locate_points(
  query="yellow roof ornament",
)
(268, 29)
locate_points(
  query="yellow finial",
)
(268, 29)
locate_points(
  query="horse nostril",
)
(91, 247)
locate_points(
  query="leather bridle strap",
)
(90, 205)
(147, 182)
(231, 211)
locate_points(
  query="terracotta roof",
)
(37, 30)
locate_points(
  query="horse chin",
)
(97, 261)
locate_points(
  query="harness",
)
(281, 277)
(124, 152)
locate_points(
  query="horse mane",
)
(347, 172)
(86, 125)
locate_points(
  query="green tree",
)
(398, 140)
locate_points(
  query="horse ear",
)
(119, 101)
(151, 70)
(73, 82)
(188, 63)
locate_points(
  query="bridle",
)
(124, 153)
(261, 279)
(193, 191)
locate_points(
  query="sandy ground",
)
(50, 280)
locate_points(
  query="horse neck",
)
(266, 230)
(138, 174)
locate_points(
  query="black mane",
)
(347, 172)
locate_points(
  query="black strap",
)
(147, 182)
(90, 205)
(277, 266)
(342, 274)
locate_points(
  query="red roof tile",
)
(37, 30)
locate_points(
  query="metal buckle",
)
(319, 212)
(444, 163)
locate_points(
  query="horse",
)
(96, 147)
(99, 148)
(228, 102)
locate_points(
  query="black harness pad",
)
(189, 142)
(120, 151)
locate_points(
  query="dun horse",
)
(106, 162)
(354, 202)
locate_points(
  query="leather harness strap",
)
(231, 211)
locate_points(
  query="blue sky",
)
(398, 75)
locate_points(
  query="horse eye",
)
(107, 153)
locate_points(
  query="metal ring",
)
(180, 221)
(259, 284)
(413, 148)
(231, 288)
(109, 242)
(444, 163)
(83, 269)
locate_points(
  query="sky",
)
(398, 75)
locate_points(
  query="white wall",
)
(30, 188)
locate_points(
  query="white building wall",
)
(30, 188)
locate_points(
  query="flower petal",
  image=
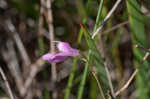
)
(48, 56)
(65, 47)
(55, 57)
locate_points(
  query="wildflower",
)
(64, 49)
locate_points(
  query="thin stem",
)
(98, 15)
(71, 77)
(99, 85)
(51, 35)
(106, 18)
(7, 84)
(127, 84)
(81, 87)
(82, 83)
(109, 80)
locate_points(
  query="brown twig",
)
(35, 67)
(40, 25)
(135, 72)
(18, 42)
(13, 65)
(7, 84)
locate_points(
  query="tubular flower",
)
(64, 49)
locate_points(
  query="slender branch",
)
(106, 18)
(99, 85)
(135, 72)
(7, 84)
(116, 27)
(52, 46)
(109, 79)
(127, 84)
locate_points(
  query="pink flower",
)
(65, 50)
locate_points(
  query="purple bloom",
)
(65, 51)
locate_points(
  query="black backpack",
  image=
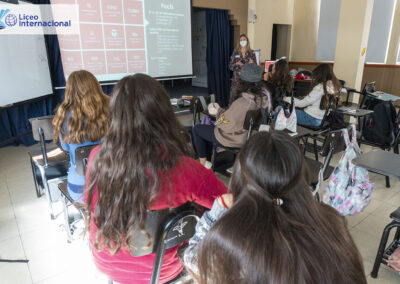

§ §

▶ **WHAT TO DO**
Count the lines in the listing above that contain the string "white", and state only the number.

▶ **RESULT FOR THIS TASK**
2